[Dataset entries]
+--

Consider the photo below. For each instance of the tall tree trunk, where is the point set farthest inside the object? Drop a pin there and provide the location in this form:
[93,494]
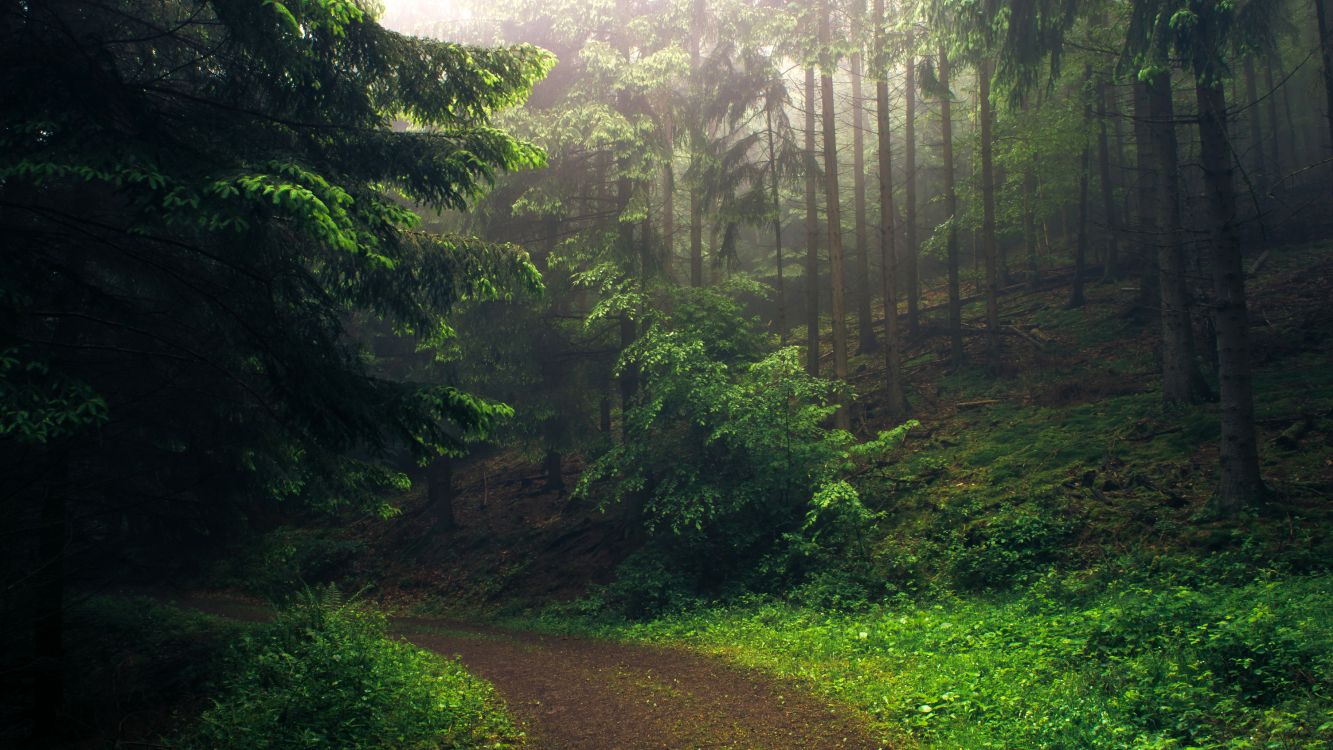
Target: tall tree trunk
[696,237]
[913,280]
[1241,484]
[777,228]
[1181,377]
[1327,55]
[988,211]
[1076,295]
[841,418]
[1145,199]
[1256,127]
[1029,220]
[1108,188]
[951,203]
[668,261]
[48,686]
[439,490]
[1275,139]
[864,323]
[812,235]
[895,396]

+--

Exercise directions ->
The answer is a faithful copy of the records above, with the pictures removed.

Answer for this exercise ->
Consider the photo below. For each instance of the tall tree trunk, where is the point set farthest inside the object? Drop a pin there and provide the location in this form:
[93,494]
Target: tall tree trunk
[696,237]
[913,280]
[1241,484]
[777,228]
[1181,377]
[1327,55]
[988,211]
[1076,295]
[841,418]
[1145,199]
[1256,127]
[1029,220]
[1108,188]
[951,203]
[668,261]
[48,686]
[439,490]
[1275,139]
[864,323]
[812,235]
[895,396]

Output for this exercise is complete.